### Fragmento
***

Aunque el MI5 lo había enterrado hacía casi cuarenta años, Juan Pujol seguía sano y salvo en Venezuela.
Su muerte había sido un engaño, la última operación de Garbo. Se hizo con la intención de despistar a cualquier nazi leal que pudiera querer vengarse de él, cosa que le preocupó mucho durante la posguerra. Federico, su antiguo controlador de la Abwehr, fue el causante de su muerte falsa. En mayo de 1948, el cuñado de Pujol recibió una carta del instructor de espías en la que, sin dar explicaciones, le decía que quería ponerse en contacto con Pujol. El hermano de Araceli le remitió el mensaje.
Pujol contestó a Federico, pero no recibió respuesta. Eso lo dejó preocupado y se puso en contacto con Tommy Harris, para ver si podía hacer algo. (Por cierto, Pujol nunca había creído los rumores de que Harris fuera un espía ruso: «Si hubiera trabajado para la URSS yo lo habría sabido».)[3] «Yo le pedí que a todo el que preguntase por mí le dijese que había muerto —recordó Pujol—, sin dejar rastros de ninguna clase, ya que deseaba continuar a salvo de los nazis.»[4] Entonces, Harris mató a Garbo de malaria en Angola (no en Mozambique, como había dicho el embajador español a Araceli); posteriormente, otros rumores atribuyeron su muerte a la mordedura de una serpiente venenosa. Harris hizo correr la voz entre el personal del MI5 y el del servicio diplomático británico.
En cuanto a Araceli, supo que no era verdad. Tal vez hubiera aprendido, después de la actuación de Pujol en el Campamento 020, pero el caso es que no se creyó la historia de la malaria. Incluso, en 1957, escribió a su exmarido para pedirle el divorcio y poder casarse con Edward Kreisler.
Cuando Araceli se fue a España, en 1948, Pujol hizo borrón y cuenta nueva y empezó otra vida a los treinta y seis años.[5] Conoció a una mujer que tenía veinte años menos que él, Carmen Cilia Álvarez, una mestiza descendiente de canarios, famosos en España por la belleza de sus mujeres, y se casó con ella. La boda se celebró en México en 1959 y después tuvieron dos hijos, Carlos Miguel y Juan Carlos, y una hija, María Elena. Pujol mantenía a su familia gracias a un quiosco de prensa, pero más tarde lo contrató la Shell Oil y se fue a trabajar a Maracaibo; daba clases de inglés a los obreros venezolanos y de español al personal extranjero. En un hotel lujoso de la pequeña localidad turística de Lagunillas abrió una tiendecita de recuerdos: irónicamente, el mismo negocio en el que había trabajado Araceli una temporada. Guardaba la Cruz Hierro en su caja, forrada de seda descolorida, y, cuando algún amigo la veía, Pujol decía simplemente: «¡Ah! Es que me dieron una medalla cuando la guerra».[6]
Su último intento de hacerse empresario independiente —al frente de un hotel llamado Maricel (‘mar y cielo’, en catalán) en la antigua localidad agrícola de Choroní, que ni siquiera tenía buenas carreteras que facilitaran la llegada de turistas— fue un fracaso rotundo, como todos los anteriores. Los niños del pueblo recordaban las películas que proyectaba Pujol en la pequeña sala de cine del hotel, una de las últimas reminiscencias de su antigua vida en España, pero esa iniciativa tampoco tuvo éxito. Eligió un pueblo que en la actualidad está lleno de hoteles y se ha convertido en un lugar turístico, pero él se adelantó mucho al auge de la localidad. A pesar de todo, nunca se amargó. Daba comida a los pobres habitualmente y era un buen cristiano, hasta que María Elena murió, poco después de dar a luz a su hijo. A partir de entonces, Pujol, angustiado, renunció a la fe.

***

### Datos registrados
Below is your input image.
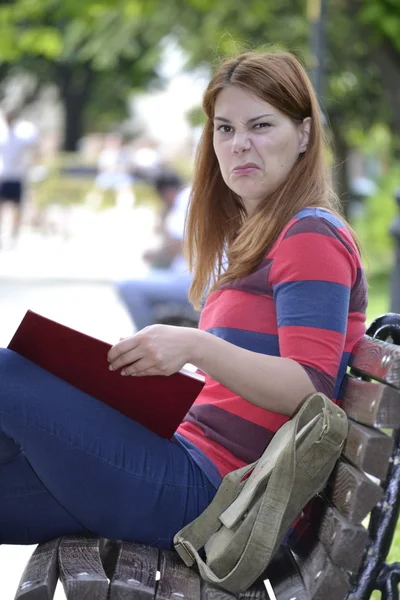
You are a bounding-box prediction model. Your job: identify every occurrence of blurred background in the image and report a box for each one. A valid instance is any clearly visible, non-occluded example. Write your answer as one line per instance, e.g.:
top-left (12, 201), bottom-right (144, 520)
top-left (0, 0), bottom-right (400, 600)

***

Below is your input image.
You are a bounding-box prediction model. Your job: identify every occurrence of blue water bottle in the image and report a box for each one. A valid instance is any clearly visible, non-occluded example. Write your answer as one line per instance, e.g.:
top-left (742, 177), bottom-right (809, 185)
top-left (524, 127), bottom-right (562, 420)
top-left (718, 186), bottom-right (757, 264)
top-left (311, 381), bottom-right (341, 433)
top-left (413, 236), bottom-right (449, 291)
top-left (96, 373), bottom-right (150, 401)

***

Copia otra vez, del fragmento sobre Juan Pujol, todo lo que va desde «Pujol contestó a» hasta «servicio diplomático británico.», pero sustituye «Angola» por «Kenia». Para responder, básate únicamente en el fragmento.

Pujol contestó a Federico, pero no recibió respuesta. Eso lo dejó preocupado y se puso en contacto con Tommy Harris, para ver si podía hacer algo. (Por cierto, Pujol nunca había creído los rumores de que Harris fuera un espía ruso: «Si hubiera trabajado para la URSS yo lo habría sabido».)[3] «Yo le pedí que a todo el que preguntase por mí le dijese que había muerto —recordó Pujol—, sin dejar rastros de ninguna clase, ya que deseaba continuar a salvo de los nazis.»[4] Entonces, Harris mató a Garbo de malaria en Kenia (no en Mozambique, como había dicho el embajador español a Araceli); posteriormente, otros rumores atribuyeron su muerte a la mordedura de una serpiente venenosa. Harris hizo correr la voz entre el personal del MI5 y el del servicio diplomático británico.